Brief:
Reproduce every one of the lines below verbatim, omitting the pictures from your answer.

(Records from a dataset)

○ ○ ○ ○

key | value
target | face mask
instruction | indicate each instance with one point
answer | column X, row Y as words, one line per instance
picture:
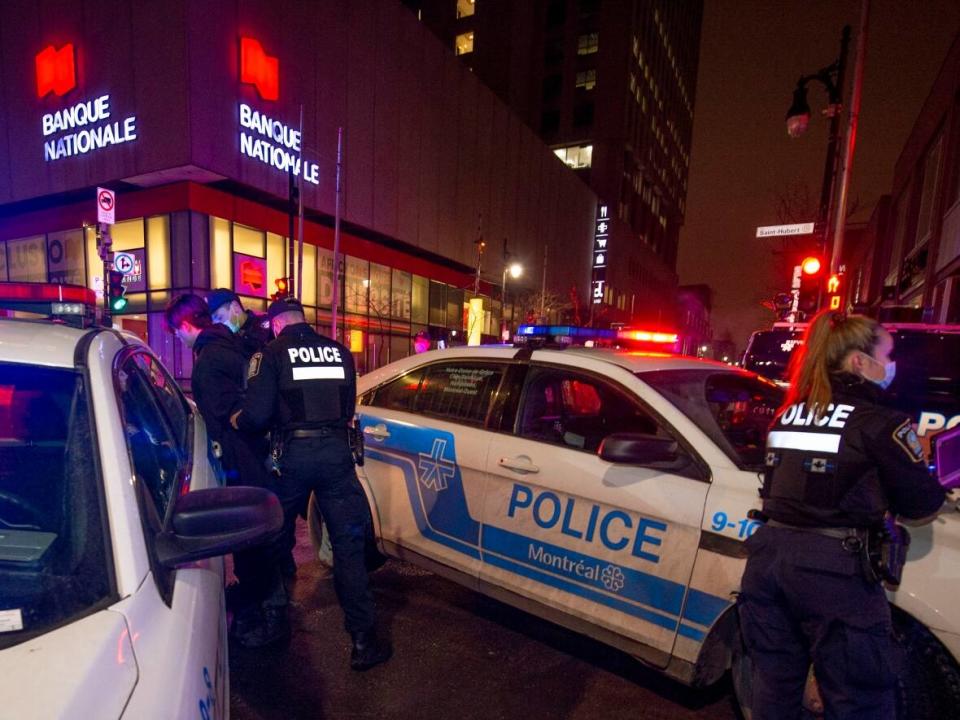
column 889, row 372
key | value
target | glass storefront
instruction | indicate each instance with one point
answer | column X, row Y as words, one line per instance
column 381, row 308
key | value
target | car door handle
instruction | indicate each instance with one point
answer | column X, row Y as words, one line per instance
column 520, row 464
column 377, row 432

○ ○ ○ ○

Task output:
key | value
target | face mask
instruction | indicate each instance with one point
answer | column X, row Y as words, one line per instance
picture:
column 889, row 372
key | value
target | glass storefront
instruction | indicate each instance with one point
answer | column X, row Y as words, one line per instance
column 381, row 308
key | value
target | car door handle
instruction | indicate each instance with one point
answer | column X, row Y as words, one line per instance
column 520, row 464
column 377, row 432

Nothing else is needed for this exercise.